MATERIAL FOR THIS TASK below:
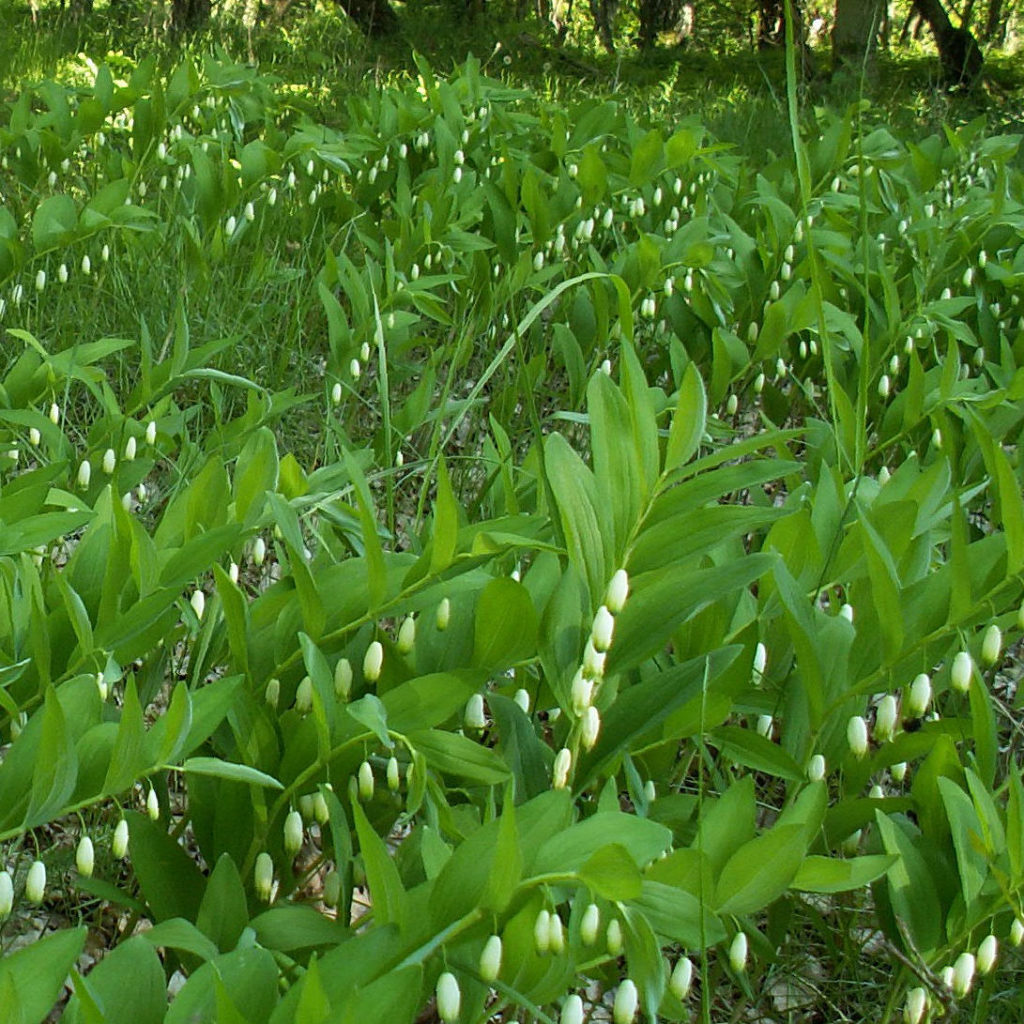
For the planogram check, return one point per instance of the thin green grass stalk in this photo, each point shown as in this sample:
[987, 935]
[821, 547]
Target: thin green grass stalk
[804, 179]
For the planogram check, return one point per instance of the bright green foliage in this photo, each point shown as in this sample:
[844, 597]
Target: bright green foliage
[594, 347]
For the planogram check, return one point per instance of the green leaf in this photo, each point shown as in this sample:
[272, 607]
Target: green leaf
[445, 530]
[223, 913]
[176, 933]
[56, 765]
[688, 421]
[168, 878]
[966, 832]
[459, 756]
[130, 756]
[567, 852]
[754, 751]
[832, 875]
[34, 976]
[127, 984]
[229, 770]
[382, 875]
[505, 628]
[249, 975]
[911, 888]
[760, 870]
[577, 500]
[612, 873]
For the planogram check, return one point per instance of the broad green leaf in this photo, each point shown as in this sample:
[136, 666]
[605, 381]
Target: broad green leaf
[505, 628]
[222, 913]
[229, 770]
[382, 875]
[833, 875]
[35, 975]
[760, 870]
[688, 420]
[612, 873]
[460, 757]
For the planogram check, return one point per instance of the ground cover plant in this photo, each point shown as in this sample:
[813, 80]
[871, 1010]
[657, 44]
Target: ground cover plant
[486, 558]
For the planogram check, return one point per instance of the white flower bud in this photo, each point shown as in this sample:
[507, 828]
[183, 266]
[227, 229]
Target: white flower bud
[35, 884]
[556, 934]
[681, 979]
[582, 692]
[571, 1011]
[619, 591]
[590, 923]
[304, 695]
[491, 958]
[332, 889]
[916, 1004]
[737, 952]
[627, 1000]
[613, 937]
[373, 662]
[542, 932]
[343, 679]
[886, 717]
[393, 776]
[293, 833]
[366, 781]
[474, 718]
[964, 970]
[322, 813]
[603, 629]
[119, 845]
[272, 692]
[449, 998]
[961, 673]
[85, 857]
[6, 894]
[991, 646]
[988, 951]
[407, 635]
[264, 876]
[593, 660]
[920, 696]
[856, 735]
[560, 771]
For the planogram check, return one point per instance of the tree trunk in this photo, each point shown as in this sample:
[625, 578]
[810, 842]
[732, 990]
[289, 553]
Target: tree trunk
[771, 24]
[995, 27]
[855, 37]
[186, 15]
[375, 17]
[960, 54]
[604, 16]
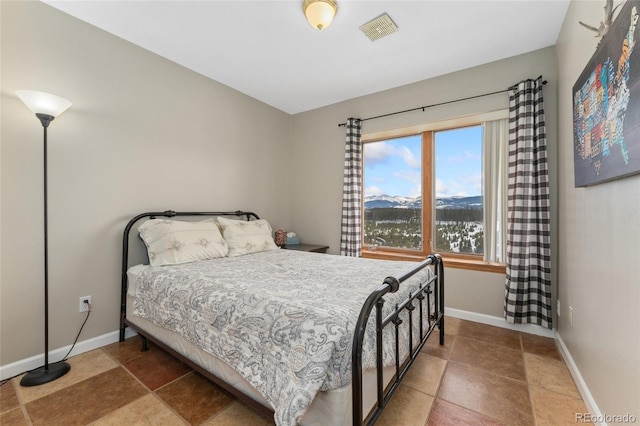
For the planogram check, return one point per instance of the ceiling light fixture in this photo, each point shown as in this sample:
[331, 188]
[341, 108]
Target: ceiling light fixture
[320, 13]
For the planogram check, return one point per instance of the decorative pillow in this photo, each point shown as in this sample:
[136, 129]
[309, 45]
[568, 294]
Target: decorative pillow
[170, 242]
[244, 237]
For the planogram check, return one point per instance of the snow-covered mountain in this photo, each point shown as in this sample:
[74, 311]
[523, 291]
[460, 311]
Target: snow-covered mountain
[386, 201]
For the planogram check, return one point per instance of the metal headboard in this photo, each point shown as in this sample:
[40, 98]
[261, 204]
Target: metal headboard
[153, 215]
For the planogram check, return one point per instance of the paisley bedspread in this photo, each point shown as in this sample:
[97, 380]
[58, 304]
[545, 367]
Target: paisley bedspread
[283, 319]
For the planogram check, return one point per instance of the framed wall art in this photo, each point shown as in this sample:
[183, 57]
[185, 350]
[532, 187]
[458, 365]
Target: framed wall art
[606, 105]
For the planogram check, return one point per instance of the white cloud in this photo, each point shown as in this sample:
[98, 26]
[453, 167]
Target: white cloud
[409, 158]
[409, 176]
[373, 190]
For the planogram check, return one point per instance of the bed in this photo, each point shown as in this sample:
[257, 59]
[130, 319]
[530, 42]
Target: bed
[304, 338]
End of MATERIAL FOR THIS TASK.
#### PROBLEM DETAILS
Word for word, give the entries above again, with no images included.

#### ANSWER FOR THE TASK
For the planogram check, return one point per instance of the thin green grass stalk in this photo, each point shown as in this sample:
[987, 935]
[821, 547]
Target: thin green grass stalk
[804, 179]
For the planogram check, return one point per instance of the bright green foliage in this photo, each point shown as in this sample:
[844, 597]
Target: bright green foliage
[594, 347]
For the planogram check, return one point per instance of the green leaf in this photo, each point shown as in this sample:
[272, 607]
Target: green leaf
[445, 530]
[223, 913]
[176, 933]
[56, 765]
[688, 421]
[168, 878]
[966, 832]
[459, 756]
[130, 756]
[567, 852]
[754, 751]
[832, 875]
[34, 976]
[127, 984]
[229, 770]
[382, 875]
[505, 628]
[249, 975]
[911, 888]
[760, 870]
[577, 500]
[612, 873]
For the planogram check, return one point per instance of the broad green leaf in this photo, each point shown as in this sample:
[136, 666]
[605, 381]
Target: broad green leaf
[505, 628]
[222, 913]
[229, 770]
[382, 875]
[833, 875]
[35, 975]
[760, 870]
[688, 420]
[612, 873]
[460, 757]
For the planogram check, return one point per instance of the ground cover plant in this photo, each point shown as in this sample:
[813, 80]
[871, 1010]
[657, 44]
Target: ground cover plant
[486, 558]
For the planogram check, return one point per instance of the white flower bud in this photo, each point shown as in this sample:
[507, 828]
[183, 266]
[227, 229]
Target: white flower bud
[35, 884]
[556, 934]
[681, 979]
[582, 692]
[571, 1011]
[619, 591]
[590, 923]
[304, 695]
[491, 958]
[332, 889]
[916, 1004]
[737, 952]
[627, 1000]
[613, 937]
[373, 662]
[542, 932]
[343, 679]
[886, 717]
[393, 776]
[293, 833]
[366, 781]
[474, 718]
[964, 970]
[322, 813]
[603, 629]
[119, 845]
[272, 692]
[449, 998]
[961, 673]
[85, 857]
[6, 894]
[991, 646]
[988, 951]
[407, 635]
[264, 876]
[593, 660]
[920, 696]
[856, 735]
[560, 771]
For the planogram check, return one point per instance of the tree trunk in this photo, each point shown as in this sample:
[625, 578]
[810, 842]
[732, 990]
[289, 553]
Target: tree trunk
[771, 24]
[995, 27]
[855, 37]
[186, 15]
[375, 17]
[960, 54]
[604, 16]
For the planogram check, return one point per instance of the ceiling light fixture in this photo, each point shown as in this sample:
[331, 188]
[341, 108]
Target: ceiling light fixture
[320, 13]
For the planogram check, return one point per instance of the decorative pillow in this photo, each point shown as in this sample:
[136, 129]
[309, 45]
[568, 294]
Target: decorative pillow
[170, 242]
[244, 237]
For the planogram check, return one point per instance of the snow-covered mountain in this photo, each point shown as in this sample:
[74, 311]
[523, 291]
[460, 311]
Target: snow-covered mountain
[386, 201]
For the planogram check, return one point per instance of the metal headboard in this photo, each point shown as in this sample:
[40, 98]
[261, 204]
Target: metal headboard
[153, 215]
For the planogram check, return one point per instance of the paisley bedspread in this photo, each point shown as in this sample:
[97, 380]
[58, 304]
[545, 367]
Target: paisley bedspread
[283, 319]
For the planogram check, return one point per instance of the framed wall art in this photo, each point shown as in this sample:
[183, 57]
[185, 350]
[532, 187]
[458, 365]
Target: framed wall art
[606, 105]
For the planogram check, return one point per instance of the white cloud in this photo, each point shown as in this sample:
[98, 26]
[453, 167]
Target: white cloud
[409, 158]
[409, 176]
[373, 190]
For the planogram check, return one point per instance of the bed in this photo, each point shown as in this sample:
[257, 59]
[130, 319]
[530, 42]
Target: bed
[304, 338]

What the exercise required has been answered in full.